*** Opening of Material for the task ***
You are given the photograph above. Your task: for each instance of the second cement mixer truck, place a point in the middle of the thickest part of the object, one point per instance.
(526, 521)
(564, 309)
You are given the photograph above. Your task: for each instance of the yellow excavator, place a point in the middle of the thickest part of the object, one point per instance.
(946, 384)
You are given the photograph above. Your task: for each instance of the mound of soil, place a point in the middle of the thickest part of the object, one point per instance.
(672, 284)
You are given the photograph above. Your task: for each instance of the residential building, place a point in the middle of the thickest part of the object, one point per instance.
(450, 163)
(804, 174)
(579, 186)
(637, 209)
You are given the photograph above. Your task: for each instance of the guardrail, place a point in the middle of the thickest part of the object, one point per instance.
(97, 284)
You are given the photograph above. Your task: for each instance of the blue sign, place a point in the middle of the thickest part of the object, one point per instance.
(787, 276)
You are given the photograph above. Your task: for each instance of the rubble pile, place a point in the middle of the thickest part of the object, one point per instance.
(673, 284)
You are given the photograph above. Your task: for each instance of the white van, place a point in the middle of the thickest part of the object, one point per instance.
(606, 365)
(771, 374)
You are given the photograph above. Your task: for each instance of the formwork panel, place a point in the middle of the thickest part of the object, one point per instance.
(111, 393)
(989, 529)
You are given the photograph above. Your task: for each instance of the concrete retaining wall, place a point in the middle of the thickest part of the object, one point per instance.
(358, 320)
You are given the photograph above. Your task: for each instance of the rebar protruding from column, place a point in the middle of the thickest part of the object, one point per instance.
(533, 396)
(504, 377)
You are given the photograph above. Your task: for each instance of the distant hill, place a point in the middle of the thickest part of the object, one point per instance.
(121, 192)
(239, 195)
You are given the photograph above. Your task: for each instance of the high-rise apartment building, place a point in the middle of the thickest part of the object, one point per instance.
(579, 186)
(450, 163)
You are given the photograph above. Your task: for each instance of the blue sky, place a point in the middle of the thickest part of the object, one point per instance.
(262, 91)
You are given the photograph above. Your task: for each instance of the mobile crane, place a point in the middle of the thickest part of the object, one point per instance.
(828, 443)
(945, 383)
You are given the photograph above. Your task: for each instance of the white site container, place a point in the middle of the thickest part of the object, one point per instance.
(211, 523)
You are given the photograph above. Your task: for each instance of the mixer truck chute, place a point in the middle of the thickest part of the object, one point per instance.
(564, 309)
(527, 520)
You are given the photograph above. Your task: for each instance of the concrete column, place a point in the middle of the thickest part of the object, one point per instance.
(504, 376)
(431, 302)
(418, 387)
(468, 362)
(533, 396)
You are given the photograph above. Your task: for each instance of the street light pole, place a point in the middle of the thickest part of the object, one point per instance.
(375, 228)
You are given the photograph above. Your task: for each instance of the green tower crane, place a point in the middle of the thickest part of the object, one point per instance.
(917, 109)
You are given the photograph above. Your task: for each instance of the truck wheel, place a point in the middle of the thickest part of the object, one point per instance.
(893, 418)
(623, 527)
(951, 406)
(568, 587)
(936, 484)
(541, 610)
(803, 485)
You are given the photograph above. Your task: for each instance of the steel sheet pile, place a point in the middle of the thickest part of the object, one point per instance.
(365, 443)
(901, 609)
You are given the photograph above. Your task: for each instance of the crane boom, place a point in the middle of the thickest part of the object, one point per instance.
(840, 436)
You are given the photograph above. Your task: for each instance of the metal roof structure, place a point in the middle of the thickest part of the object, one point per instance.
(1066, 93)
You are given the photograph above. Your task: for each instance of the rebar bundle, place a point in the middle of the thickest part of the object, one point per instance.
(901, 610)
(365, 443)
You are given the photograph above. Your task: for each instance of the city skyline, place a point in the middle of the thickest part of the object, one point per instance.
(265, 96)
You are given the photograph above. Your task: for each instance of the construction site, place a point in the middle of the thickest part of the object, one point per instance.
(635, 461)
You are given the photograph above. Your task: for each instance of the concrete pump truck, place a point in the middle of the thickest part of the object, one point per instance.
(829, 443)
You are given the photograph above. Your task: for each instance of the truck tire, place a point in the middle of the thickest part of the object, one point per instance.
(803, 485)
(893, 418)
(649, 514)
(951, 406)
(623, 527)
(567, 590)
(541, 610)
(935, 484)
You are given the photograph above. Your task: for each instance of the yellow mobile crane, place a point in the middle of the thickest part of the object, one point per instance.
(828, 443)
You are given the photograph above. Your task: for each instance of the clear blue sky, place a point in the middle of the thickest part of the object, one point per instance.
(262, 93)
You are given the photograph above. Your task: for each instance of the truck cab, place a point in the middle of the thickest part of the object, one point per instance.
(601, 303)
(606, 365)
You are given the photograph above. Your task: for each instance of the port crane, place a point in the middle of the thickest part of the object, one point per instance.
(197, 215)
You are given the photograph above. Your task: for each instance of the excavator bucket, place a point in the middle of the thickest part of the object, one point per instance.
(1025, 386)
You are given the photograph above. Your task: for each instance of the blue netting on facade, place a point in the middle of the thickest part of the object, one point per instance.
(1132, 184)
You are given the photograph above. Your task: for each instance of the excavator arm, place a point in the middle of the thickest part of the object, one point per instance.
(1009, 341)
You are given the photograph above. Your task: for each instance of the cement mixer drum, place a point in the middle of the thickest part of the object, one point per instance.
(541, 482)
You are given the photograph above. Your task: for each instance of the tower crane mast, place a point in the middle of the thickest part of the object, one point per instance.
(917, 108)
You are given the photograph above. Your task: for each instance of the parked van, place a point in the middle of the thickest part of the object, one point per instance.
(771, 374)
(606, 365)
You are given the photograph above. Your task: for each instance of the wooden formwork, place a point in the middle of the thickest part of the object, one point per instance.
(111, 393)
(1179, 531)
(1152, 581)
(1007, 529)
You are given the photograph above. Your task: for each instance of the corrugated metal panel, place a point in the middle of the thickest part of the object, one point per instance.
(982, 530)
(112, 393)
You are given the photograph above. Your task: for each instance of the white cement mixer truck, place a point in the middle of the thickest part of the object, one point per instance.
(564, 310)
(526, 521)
*** Close of Material for the task ***
Set the records above down again, exactly as they read.

§ **Written answer**
You are given the photograph above. Your task: for each instance of the second cement mixer truck, place a point in the middle of the thickest part of the object, one point per instance.
(526, 521)
(564, 309)
You are given the photograph above. Your task: for each instance of the yellow excavator, place a point in the middle of the thickest part of the object, one point per instance.
(946, 384)
You are given the photograph above. Your task: for each instance of the mound of soil, place a point in the middle of the thickest part of the object, one point per instance.
(672, 284)
You are given the photograph above. Your task: for each instance of the residential building, place a point in the middle of the thickest part of the object, one point per instance.
(450, 163)
(804, 174)
(579, 186)
(637, 209)
You are given the photograph above. Your task: for each instance of the guardrail, place a point in the middle of the thickest part of the object, one point per instance.
(97, 284)
You are given the photograph above. Your task: for each instance of the blue sign, place a point in the middle of the thickest part of the object, one point per instance.
(787, 276)
You are given the photograph above. Your task: for each instance of the rubble pile, place a point in the middle of the thickest part of the object, one point per instance.
(673, 284)
You are given the photograph above. Your task: for each instance of the white van, place a point in the middle of the thickest part of the object, one point per instance.
(606, 365)
(771, 374)
You are given the photograph above. Your task: for each instance of the formwork panel, place a point in the middle of the thickest part of the object, one point per instance.
(111, 393)
(989, 529)
You are given the photograph above. Your task: for each instance of the concrete retaining wall, place a point in the middle of the thickest part of the object, one point per instance.
(358, 320)
You are given the photograph above. Your task: for each instance of the rebar protruding from column, place a point in the middle of the thickest part of the object, one point per instance.
(533, 396)
(504, 377)
You are given the photograph above. Your task: for each instance of the distant hill, place a point in the middle of the thickest part of the object, one point per instance.
(121, 192)
(239, 195)
You are given the photograph above. Your task: for each instance of the high-rise apartment building, place a point in the middle of the thickest part of the object, one point per instance.
(579, 186)
(450, 163)
You are given the photograph above. Your task: for each instance of the blue sky, place a point in the middle of the thickest part of the object, one point per instance.
(262, 91)
You are given the photograph above. Your task: for each instance of the mobile crane, place a point in the middle of the thickest part of the object, one point per instance.
(828, 443)
(945, 383)
You are given the photograph above. Your task: for each instance of the white site container, place a point in the middle of the thickest part of the object, one point per instance.
(211, 523)
You are given the photograph above. Your task: for each instance of the mixer truck chute, place a point in the middle of the thickest part of the object, one point per instance.
(564, 309)
(527, 520)
You are given the photograph above. Your task: for each instance of the concrete column, place a point in the middle of the thickest part of the object, one point per instance.
(504, 376)
(431, 302)
(418, 387)
(468, 362)
(533, 396)
You are given the photograph above. Your task: for each instance of the street light pole, place a point in the middle of the thickest part of the object, one point per instance.
(375, 228)
You are given the photograph above. Your task: for each instance of the green tower crane, place a point in the middle of the thickest part of the object, one point per instance.
(917, 109)
You are given the photograph above. Your task: for each instance of the truck wheel, place a point in the middle of the thickest part of the object, one point per instance.
(893, 418)
(623, 527)
(951, 406)
(568, 587)
(936, 484)
(541, 610)
(803, 485)
You are given the photograph above. Your task: for each instance of the steel sheet pile, place a point in the middle of the thickest part of the object, one point per instance.
(365, 443)
(901, 609)
You are given the photograph above. Your task: for each instance of the crane boom, place a point in the middle of the thickest part of the object, one point per instance.
(840, 436)
You are given the photograph above. Your task: for each instance of the metal roof structure, place a point in the middle of the thickest part of the object, one point per instance.
(1066, 93)
You are given the photograph above. Your task: for each instance of the rebar bundle, place a point in the middle of the thickest part of the object, one point per instance.
(901, 610)
(365, 443)
You are given the photograph above. Your task: for each instance of the city skyline, place a point in the middle of the thickest part of the object, one point per instance.
(265, 96)
You are given the photograph above. Your task: for each instance of the construction site, place a point in the middle of the thickest part of the object, one point per instance.
(635, 461)
You are given the photograph above. Your task: for each instance of the concrete pump truck, place a point in the middle of the thickest part of the object, one point per instance.
(829, 443)
You are given the photograph above. Your task: for each instance of the truck tire, place a point in the middle of the thickest part of the object, one point per instance.
(803, 485)
(893, 418)
(649, 514)
(951, 406)
(623, 527)
(567, 590)
(541, 610)
(935, 484)
You are given the photograph above. Your task: for each instance of the yellow mobile crane, place a point in the middle of the thickest part of the object, one point per instance.
(828, 443)
You are given the photograph above. Your task: for each instance of the clear blue sky, place a point in the middle of the thickest part of the object, one point per instance.
(262, 93)
You are given the photograph above. Your task: for each instance of the truck cab, place a point in the middle of the thickest part of the object, one point per instance.
(601, 303)
(606, 365)
You are given the photograph above. Your task: for each instance of the port crane, place a point in the middle of the thickest part of the object, one point per instance.
(197, 215)
You are given the photograph above. Your task: for each instance of the excavator bucket, place a point in the middle of the thickest part of the object, one point per instance.
(1025, 386)
You are given the photograph above. Your task: for each instance of the blue netting on facade, place a point in the middle of the thickest part of the object, one point per instance.
(1132, 184)
You are given the photograph above. Your task: for each instance of the excavator arm, place a point in the middle of the thickest part of the object, one point per instance.
(1009, 341)
You are given the photograph above. Your task: for each instance of the cement mixer drum, place a point in the middle of the thickest part of the object, one point per instance.
(541, 482)
You are given the photograph above. Your task: for each instance of the tower crane mast, place a point in the middle of the thickest part of the object, one point per instance.
(917, 108)
You are given the photograph above. Your task: for each instance of the parked van, place a point in the middle of the thickest part of the object, one point per instance.
(771, 374)
(606, 365)
You are given the photograph above. Your task: for each instance of the wooden formwork, place a point in the middle of the thickest part of the object, one point per instance.
(111, 393)
(1179, 531)
(1152, 581)
(1007, 529)
You are given the photograph above. Your task: for each instance of the corrugated metal panel, place a point in the middle of the thickest part of the object, one point per instance.
(982, 530)
(112, 393)
You are given the photograph above. Your task: for each instance of the white cement mixer truck, place a point in the middle of the thickest part of the object, one point per instance.
(564, 310)
(526, 521)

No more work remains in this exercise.